## INFORMATION SUPPLIED
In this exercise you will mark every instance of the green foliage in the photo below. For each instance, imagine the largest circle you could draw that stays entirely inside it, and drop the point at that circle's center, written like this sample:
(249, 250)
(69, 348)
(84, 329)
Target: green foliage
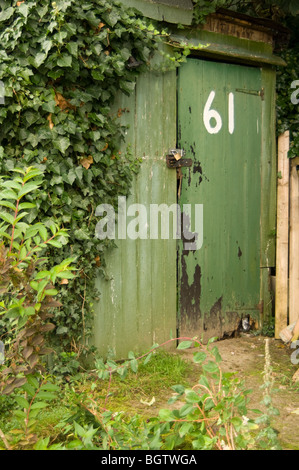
(210, 414)
(62, 65)
(274, 9)
(31, 399)
(26, 288)
(288, 111)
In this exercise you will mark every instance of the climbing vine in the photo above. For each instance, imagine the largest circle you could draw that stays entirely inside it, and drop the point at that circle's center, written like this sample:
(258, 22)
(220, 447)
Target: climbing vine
(62, 64)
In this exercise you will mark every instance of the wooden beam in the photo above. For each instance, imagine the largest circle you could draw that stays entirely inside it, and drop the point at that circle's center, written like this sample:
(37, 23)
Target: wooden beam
(294, 245)
(282, 247)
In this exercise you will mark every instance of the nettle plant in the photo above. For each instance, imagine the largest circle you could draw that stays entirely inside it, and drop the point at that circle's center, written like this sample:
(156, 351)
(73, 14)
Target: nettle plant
(26, 288)
(62, 65)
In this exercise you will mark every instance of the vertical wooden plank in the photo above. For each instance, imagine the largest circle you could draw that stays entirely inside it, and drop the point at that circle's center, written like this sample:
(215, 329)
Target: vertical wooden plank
(282, 263)
(294, 247)
(268, 191)
(137, 304)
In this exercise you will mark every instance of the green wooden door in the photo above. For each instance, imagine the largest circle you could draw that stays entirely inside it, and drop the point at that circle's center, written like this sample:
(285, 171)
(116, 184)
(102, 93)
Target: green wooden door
(219, 127)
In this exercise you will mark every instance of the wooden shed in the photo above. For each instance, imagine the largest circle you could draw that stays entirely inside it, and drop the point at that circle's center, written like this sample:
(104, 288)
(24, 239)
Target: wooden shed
(217, 113)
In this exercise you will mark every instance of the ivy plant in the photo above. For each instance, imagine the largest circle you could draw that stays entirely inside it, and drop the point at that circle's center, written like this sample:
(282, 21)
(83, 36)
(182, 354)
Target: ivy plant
(62, 64)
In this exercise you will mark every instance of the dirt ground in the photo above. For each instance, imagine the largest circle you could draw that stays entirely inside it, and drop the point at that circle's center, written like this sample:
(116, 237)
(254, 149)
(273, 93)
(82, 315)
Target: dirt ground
(246, 356)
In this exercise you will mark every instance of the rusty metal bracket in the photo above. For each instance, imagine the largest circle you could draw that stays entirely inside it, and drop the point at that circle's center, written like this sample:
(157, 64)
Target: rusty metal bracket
(175, 159)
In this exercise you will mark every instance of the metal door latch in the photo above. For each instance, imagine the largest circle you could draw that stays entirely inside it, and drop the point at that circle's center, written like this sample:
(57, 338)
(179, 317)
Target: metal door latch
(175, 159)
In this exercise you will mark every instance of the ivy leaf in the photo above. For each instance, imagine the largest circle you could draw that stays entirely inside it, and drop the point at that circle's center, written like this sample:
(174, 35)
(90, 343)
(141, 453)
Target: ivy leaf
(6, 14)
(62, 144)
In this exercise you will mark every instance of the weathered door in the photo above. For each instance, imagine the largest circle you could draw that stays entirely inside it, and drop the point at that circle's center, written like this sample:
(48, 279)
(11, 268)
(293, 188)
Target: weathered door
(219, 127)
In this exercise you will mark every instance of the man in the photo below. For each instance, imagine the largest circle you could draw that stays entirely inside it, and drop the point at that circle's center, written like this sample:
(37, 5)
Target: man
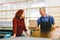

## WHAT THE EXERCISE ASKS
Rewrite every line of the records above as a numbered list, skipping any blank lines. Leave the pictures out of your answer.

## SOLUTION FOR THIS PROBLEM
1. In this exercise you will mark every instance of the green foliage in the photo below. For each instance, imagine the largest circle you could draw that stays entirely inside it, and drop the point at that circle's center, written like this sample:
2. (249, 250)
3. (69, 348)
4. (84, 329)
5. Target: green foliage
6. (210, 414)
7. (62, 65)
8. (274, 9)
9. (31, 399)
10. (26, 288)
11. (288, 111)
12. In this exercise you will mark every instance of the climbing vine in the photo above. For each instance, imagine the largest circle you could draw that stays entirely inside it, and drop the point at that circle's center, written like this sample:
13. (258, 22)
14. (220, 447)
15. Target: climbing vine
16. (62, 64)
17. In this exercise you will mark every instance of the wooden beam in the photo above. For each instance, imagine the largest circle you could draw that stays entirely inside it, and drop the point at that circle's center, written like this sample:
18. (37, 23)
19. Target: wooden beam
20. (294, 245)
21. (282, 247)
22. In this exercise you will mark every instance of the nettle plant in the photo above. For each instance, imagine the largest circle you could draw that stays entirely inside it, and drop the point at that circle's center, written like this sample:
23. (156, 351)
24. (73, 14)
25. Target: nettle plant
26. (26, 288)
27. (62, 65)
28. In this exercise you will mark every instance of the vertical wooden plank in the photo above. For each instance, imagine the largest circle you could draw that stays entirely inside it, and drop the point at that circle's center, written like this sample:
29. (215, 329)
30. Target: vertical wooden plank
31. (282, 263)
32. (294, 247)
33. (268, 191)
34. (137, 304)
35. In this exercise you will mark every instance of the green wooden door in the photo above. For each instance, imagine the largest circle you could draw that stays entirely inside it, and drop the point at that circle's center, written like this sample:
36. (285, 171)
37. (116, 184)
38. (102, 93)
39. Target: green wooden door
40. (219, 127)
41. In this exercise you will mark every instance of the wooden shed in the photo above. For each instance, imagine the largest circle you could draw that stays entirely inside it, and drop the point at that circle's center, written like this sample:
42. (104, 288)
43. (24, 239)
44. Target: wooden shed
45. (217, 113)
46. In this exercise you will mark every instance of the ivy plant in the photo above. For each instance, imagine the largest circle you could draw that stays entirely inside it, and drop the point at that circle's center, written like this sample:
47. (282, 21)
48. (83, 36)
49. (182, 354)
50. Target: ivy plant
51. (62, 64)
52. In this exercise you will mark every instance of the dirt ground in the photo above. For each instance, imagine the largest circle you could draw that stays entirely inside it, and drop the point at that circle's center, written like this sample:
53. (116, 237)
54. (254, 149)
55. (273, 93)
56. (82, 315)
57. Target: dirt ground
58. (246, 356)
59. In this exercise you will mark every instance of the rusty metal bracket in the photo above. For each instance, imagine the largest circle you could draw that stays entirely inside it, and drop the point at that circle's center, written like this sample:
60. (157, 64)
61. Target: rusty metal bracket
62. (175, 159)
63. In this exercise you will mark every instance of the metal door latch in the photo above. For each instance, imagine the largest circle you could draw that stays entirely inside it, and drop the point at that circle's center, written like this sample:
64. (57, 338)
65. (179, 317)
66. Target: metal door latch
67. (175, 159)
68. In this exercise you will mark every instance of the ivy leaf in the photo above. For each instance, imagine the largest circle you could draw that stays entirely inside it, and drop the point at that circle's center, written like this sample:
69. (174, 35)
70. (90, 343)
71. (141, 453)
72. Target: ivy leaf
73. (6, 14)
74. (62, 144)
75. In this exercise you will mark every instance of the weathered door in the photo above. For each instance, imagine the largest circle you could draw that stays entirely inside it, and drop the point at that circle's center, written like this sample:
76. (48, 279)
77. (11, 268)
78. (293, 188)
79. Target: weathered door
80. (219, 127)
81. In this exercise you will mark every instance of the man in the photo below. For each instance, imagine the largest circle you could draw that stays entirely inside it, and drop the point at that circle's center, written like this sample:
82. (37, 5)
83. Target: man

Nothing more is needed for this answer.